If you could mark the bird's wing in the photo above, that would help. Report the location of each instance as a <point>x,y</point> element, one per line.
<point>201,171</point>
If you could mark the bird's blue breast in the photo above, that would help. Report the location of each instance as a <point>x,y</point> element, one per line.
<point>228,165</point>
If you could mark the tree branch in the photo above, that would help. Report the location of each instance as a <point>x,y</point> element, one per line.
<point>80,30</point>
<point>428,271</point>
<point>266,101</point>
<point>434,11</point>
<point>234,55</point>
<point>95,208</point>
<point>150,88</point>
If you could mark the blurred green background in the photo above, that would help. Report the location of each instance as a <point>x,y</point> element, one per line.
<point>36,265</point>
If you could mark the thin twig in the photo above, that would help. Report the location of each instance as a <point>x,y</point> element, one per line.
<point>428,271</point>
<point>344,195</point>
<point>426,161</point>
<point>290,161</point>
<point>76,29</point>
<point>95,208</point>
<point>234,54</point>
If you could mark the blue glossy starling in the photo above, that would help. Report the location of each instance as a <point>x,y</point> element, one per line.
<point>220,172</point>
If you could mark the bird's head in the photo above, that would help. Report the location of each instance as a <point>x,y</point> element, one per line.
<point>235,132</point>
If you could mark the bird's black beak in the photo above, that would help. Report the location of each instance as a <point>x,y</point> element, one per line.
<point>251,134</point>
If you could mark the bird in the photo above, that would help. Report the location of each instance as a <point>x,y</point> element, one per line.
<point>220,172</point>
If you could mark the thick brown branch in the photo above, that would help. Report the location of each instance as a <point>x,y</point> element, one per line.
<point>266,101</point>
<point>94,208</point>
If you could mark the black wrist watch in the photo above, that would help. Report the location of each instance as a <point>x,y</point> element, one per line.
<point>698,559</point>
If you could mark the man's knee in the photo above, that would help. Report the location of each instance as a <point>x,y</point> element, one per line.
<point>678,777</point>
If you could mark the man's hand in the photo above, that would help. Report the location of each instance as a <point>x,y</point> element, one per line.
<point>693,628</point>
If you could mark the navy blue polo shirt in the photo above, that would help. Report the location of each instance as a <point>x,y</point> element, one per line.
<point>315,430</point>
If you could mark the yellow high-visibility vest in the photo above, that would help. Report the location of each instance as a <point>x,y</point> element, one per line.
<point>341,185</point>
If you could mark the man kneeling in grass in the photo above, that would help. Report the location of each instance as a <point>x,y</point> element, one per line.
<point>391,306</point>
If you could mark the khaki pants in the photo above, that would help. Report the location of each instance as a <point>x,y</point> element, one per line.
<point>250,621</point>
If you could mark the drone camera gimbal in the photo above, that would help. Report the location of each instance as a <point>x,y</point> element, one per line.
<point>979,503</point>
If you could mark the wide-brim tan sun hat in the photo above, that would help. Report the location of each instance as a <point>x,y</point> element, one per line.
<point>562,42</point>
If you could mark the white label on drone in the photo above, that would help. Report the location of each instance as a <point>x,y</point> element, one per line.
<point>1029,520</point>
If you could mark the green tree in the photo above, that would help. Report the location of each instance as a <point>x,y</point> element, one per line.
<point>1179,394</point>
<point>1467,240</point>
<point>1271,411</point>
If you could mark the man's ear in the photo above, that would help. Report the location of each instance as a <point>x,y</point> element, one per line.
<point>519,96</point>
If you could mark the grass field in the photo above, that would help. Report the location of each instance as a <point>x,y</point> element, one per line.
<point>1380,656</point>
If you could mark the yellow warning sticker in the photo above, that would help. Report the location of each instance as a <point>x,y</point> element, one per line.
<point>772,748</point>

══════════════════════════════

**Set task**
Can you write out every line again from the start of the records through the line containing "<point>235,132</point>", including that line and the requests? Multiply each point coordinate in the answers by 1.1, rounding to whole numbers with halves rounded up.

**Response to the task**
If you could mark the bird's wing in the photo above, that would help. Report the location of each instance as a <point>x,y</point> element, one per line.
<point>221,188</point>
If you could mark the bird's blue breast in the photo above, that would help. Report the location of each instance as a <point>x,y</point> element, one per line.
<point>251,182</point>
If you could mark the tree branch in the photo above, that would help. Report the location of each instance as a <point>x,y</point> element, one per line.
<point>88,33</point>
<point>471,298</point>
<point>293,111</point>
<point>477,12</point>
<point>257,61</point>
<point>105,229</point>
<point>165,97</point>
If you could mark the blurred green background in the photo above, that would help. Report the location of each instance as a <point>x,y</point> element, one per line.
<point>40,292</point>
If you could mark the thin twig in the photo above, that would help. Report the location of each instance as a <point>x,y</point> element, one per line.
<point>471,298</point>
<point>378,215</point>
<point>469,177</point>
<point>319,177</point>
<point>84,32</point>
<point>105,229</point>
<point>257,59</point>
If you could mark the blue glossy starling in the photo above, that would help. Report the location of each instance as a <point>x,y</point> element, one per line.
<point>242,189</point>
If you could mark the bird's head in the photo above, that would help. Report the location of each instance as a <point>x,y</point> element, one per line.
<point>259,145</point>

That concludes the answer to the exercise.